Aşağıdaki Suffa Vakfı açıklamasına göre, Yönetim Kurulunun yaptığı açıklama hangi başlığı taşıyor?

**Gösterilen Metin**
◇ ◇ ◇ ◇
Risale Haber-Haber Merkezi
Suffa Vakfı Yönetim Kurulu, darbe girişimi ve ardınan meydana gelişmeler üzerine bir açıklama yaptı. “Camiamıza önemli bir duyuru” başlıklı açıklamada “müsbet hareket” prensibine uymanın önemine vurgu yapıldı.
Açıklama şöyle:
İç ve dış mihraklar, hasım ve düşmanlarımız ittifak ederek; tarih boyu bu millete ve Anadolu insanına reva gördükleri zulmü, cinayeti ve ihaneti, bu defa da paralel terör örgütünü kullanarak, alçak ve sinsi planlarını bir daha devreye sokmuşlardır.
Vatanımızın, ülkemizin ve milletimizin birliğine ve dirliğine kastetmek, maddi ve manevi anlamda terakki edip ayağa kalkmasını engellemek için, bütün imkânlarını seferber etmişlerdir.
Fakat bu planları; Allah’ın(cc) inayeti, milletin feraseti ve Cumhurbaşkanımızın dirayeti sayesinde akamete uğrayarak, bu darbe teşebbüsü en az zayiat ile şimdilik durdurulmuştur.
Bu; tehlikenin tamamen bittiği ve ortadan kalktığı anlamına gelmez. Zira büyük nimetler, büyük külfetleri de beraberinde getirir.
Ülkemizin; ayağa kalkma, İslam âleminin birliğine ve kardeşliğine kuvvet verme, uluslararası arenada varlığını hissettirme hedef ve maksadına matuf adımlar attıkça; bu mukabeleler, operasyonlar ve ihanetler her zaman mukadderdir ve beklenmelidir.
Bu mevzuda, topyekûn bir millet olarak; uyanık olmaya, hep birlikte hareket etmeye, devletimizin ve hükümetimizin arkasında durmaya, hürriyet ve istiklalimizi her ne pahasına olursa olsun sahiplenmeye, muhafaza etmeye azami gayret göstermeliyiz.
Bu mücadeleyi verirken; kargaşa, terör ve anarşiye fırsat vermeden, asayişi ihlal edici her türlü hareket ve faaliyetten istinkâf ederek, hukukun doğru işlemesine ve güvenlik birimlerinin işlerini suhuletle ifa etmesine elimizden geldiği kadar destek ve yardımcı olmalıyız.
◇ ◇ ◇ ◇
**Kaynak Malzeme**
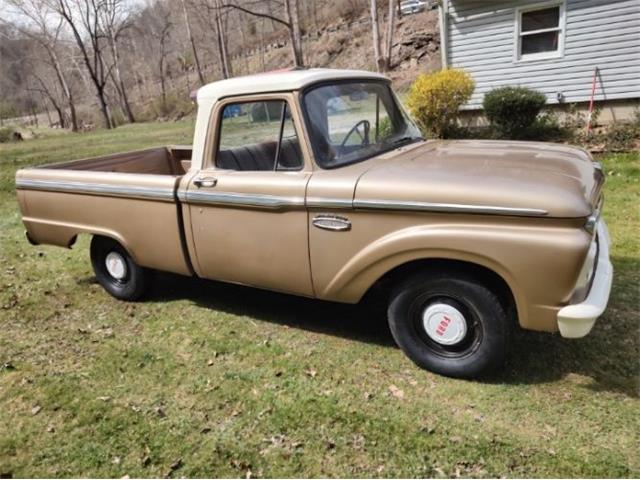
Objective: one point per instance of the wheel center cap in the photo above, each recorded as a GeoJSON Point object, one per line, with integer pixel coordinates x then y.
{"type": "Point", "coordinates": [116, 265]}
{"type": "Point", "coordinates": [444, 324]}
◇ ◇ ◇ ◇
**Görevin Yanıtı**
Açıklama “Camiamıza önemli bir duyuru” başlığını taşıyor.